SELECTED EXCERPT:
=== Section Start ===
KINGSPAN UPBEAT ON IRISH PROSPECTS IN THE LONG TERM - Buildings materials group Kingspan has said the trading environment for the company was relatively tough in places in 2012. The company reported a 12.5% increase in trading profits to €107.7m for last year. Revenues for the year rose by 5% to €1.63 billion while basic earnings per share were 18% higher at 43.8 cent.

Gene Murtagh, chief executive of the Kingspan Group, says activity in the UK building and renovation markets now account for nearly 40% of the company's sales. He adds that business in mainland Europe, North America and Australia grew significantly, but Ireland now accounts for just 4% of the company's activity. "It's not a shrinking business in absolute terms but it is proportional to our business because of its relativity to our international expansion. Ireland is bumping along the bottom at present and the rate of construction is unsustainably low so we'd be looking positively at Ireland long term,'' he states.
=== Section End ===
LISTED ENTRIES:
=== Section Start ===
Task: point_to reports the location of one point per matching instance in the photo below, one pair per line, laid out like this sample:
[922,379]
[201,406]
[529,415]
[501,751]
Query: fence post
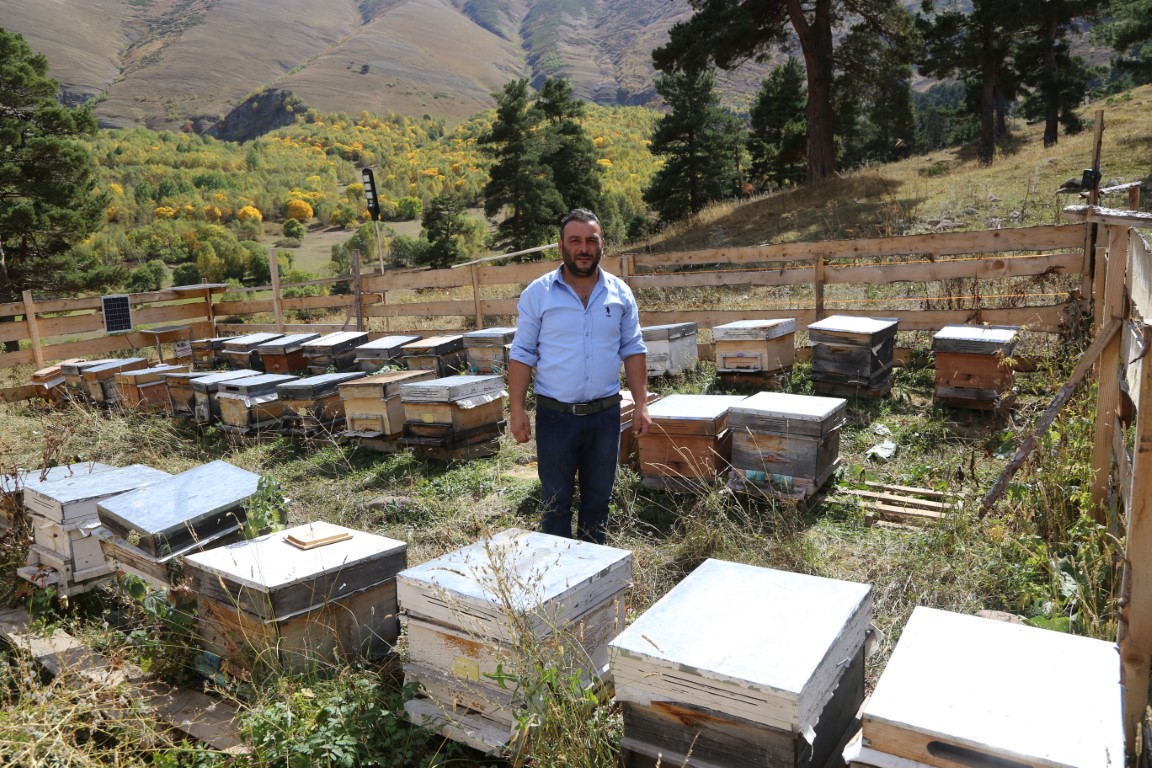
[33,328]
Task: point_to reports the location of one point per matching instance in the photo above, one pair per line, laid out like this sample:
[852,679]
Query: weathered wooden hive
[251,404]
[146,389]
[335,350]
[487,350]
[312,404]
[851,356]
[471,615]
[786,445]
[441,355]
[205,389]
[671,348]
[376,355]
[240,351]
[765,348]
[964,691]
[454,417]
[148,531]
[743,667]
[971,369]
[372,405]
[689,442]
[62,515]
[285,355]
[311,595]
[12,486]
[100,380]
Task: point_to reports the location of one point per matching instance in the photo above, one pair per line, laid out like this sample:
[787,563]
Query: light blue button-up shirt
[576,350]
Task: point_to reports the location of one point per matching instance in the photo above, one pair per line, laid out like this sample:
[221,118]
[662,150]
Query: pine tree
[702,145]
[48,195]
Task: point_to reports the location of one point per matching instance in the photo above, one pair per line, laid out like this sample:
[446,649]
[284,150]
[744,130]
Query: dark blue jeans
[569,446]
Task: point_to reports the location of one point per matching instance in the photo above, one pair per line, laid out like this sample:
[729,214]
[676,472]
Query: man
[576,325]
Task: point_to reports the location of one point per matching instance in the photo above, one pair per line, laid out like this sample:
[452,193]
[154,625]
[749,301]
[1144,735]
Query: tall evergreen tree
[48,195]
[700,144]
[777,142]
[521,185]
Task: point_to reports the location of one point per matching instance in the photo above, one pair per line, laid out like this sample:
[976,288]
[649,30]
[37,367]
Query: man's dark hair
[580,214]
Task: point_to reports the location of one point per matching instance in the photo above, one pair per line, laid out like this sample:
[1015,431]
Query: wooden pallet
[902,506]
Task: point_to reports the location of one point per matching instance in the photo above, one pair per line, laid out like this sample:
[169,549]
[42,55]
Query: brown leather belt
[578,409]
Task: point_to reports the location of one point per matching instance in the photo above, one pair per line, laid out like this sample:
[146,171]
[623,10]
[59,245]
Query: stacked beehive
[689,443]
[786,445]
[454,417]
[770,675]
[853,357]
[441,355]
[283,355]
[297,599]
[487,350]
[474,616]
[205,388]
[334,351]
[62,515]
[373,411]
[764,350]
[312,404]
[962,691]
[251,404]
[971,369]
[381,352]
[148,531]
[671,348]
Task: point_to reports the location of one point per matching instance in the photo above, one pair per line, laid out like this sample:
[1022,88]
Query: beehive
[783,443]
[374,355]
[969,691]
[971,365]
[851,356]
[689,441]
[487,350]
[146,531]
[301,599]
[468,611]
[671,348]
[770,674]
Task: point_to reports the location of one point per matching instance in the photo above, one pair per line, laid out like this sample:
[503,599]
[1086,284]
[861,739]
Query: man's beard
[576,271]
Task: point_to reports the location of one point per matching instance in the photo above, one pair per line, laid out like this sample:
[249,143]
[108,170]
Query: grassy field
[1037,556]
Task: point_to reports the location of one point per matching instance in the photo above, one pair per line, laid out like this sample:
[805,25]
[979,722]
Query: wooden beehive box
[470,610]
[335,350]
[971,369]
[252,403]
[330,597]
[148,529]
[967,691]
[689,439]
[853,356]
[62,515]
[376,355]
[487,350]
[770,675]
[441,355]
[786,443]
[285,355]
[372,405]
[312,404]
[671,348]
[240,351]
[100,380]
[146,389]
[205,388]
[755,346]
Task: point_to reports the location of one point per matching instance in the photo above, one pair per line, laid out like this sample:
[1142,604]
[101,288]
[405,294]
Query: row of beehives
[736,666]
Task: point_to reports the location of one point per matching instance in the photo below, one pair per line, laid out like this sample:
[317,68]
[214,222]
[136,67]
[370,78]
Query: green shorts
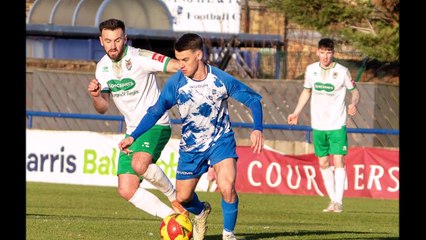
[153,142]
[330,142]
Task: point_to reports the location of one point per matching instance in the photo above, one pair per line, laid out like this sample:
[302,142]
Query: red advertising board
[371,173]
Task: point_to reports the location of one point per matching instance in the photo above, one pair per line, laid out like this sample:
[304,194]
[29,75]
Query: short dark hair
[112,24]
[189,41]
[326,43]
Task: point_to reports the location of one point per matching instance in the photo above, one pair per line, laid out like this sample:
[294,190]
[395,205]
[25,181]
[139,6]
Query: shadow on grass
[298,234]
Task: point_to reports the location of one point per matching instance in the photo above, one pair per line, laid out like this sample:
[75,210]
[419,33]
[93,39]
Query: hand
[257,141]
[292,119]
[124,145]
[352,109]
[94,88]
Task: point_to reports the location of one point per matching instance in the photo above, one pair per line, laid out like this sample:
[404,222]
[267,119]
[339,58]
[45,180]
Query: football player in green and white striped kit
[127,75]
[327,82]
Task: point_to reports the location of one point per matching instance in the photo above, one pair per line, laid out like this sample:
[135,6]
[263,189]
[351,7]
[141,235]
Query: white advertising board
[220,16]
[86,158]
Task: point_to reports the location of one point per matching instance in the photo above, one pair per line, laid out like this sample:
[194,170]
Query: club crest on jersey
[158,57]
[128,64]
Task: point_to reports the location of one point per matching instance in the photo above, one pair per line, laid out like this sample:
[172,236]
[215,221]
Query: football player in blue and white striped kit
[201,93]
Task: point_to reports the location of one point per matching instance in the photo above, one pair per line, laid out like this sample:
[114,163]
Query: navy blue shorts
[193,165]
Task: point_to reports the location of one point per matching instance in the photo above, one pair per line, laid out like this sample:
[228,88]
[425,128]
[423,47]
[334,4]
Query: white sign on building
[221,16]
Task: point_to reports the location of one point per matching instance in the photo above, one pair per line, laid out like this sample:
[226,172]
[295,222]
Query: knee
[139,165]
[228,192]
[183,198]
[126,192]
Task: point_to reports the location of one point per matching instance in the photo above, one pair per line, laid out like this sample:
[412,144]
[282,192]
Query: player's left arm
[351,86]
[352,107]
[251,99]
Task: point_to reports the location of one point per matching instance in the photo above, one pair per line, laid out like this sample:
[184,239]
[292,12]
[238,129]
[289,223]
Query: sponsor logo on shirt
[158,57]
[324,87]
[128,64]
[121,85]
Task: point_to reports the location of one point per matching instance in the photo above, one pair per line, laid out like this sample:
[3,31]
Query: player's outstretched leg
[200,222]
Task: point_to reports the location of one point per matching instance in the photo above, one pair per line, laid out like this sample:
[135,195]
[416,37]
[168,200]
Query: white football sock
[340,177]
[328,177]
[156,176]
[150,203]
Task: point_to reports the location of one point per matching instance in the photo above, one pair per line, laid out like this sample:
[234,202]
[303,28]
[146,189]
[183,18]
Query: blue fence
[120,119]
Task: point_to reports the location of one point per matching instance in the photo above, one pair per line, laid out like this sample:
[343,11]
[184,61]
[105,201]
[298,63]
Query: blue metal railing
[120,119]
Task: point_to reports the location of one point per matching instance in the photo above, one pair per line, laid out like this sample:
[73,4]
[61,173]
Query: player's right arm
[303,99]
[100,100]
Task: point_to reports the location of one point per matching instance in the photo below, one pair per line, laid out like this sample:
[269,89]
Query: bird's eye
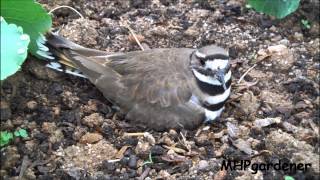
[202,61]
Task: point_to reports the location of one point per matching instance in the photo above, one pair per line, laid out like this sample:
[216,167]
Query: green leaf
=== Section End ===
Reproduce verbatim the passage of the Kingspan report that runs from "KINGSPAN UPBEAT ON" up to and including "at 43.8 cent.".

RESPONSE TO THIS EXERCISE:
KINGSPAN UPBEAT ON IRISH PROSPECTS IN THE LONG TERM - Buildings materials group Kingspan has said the trading environment for the company was relatively tough in places in 2012. The company reported a 12.5% increase in trading profits to €107.7m for last year. Revenues for the year rose by 5% to €1.63 billion while basic earnings per share were 18% higher at 43.8 cent.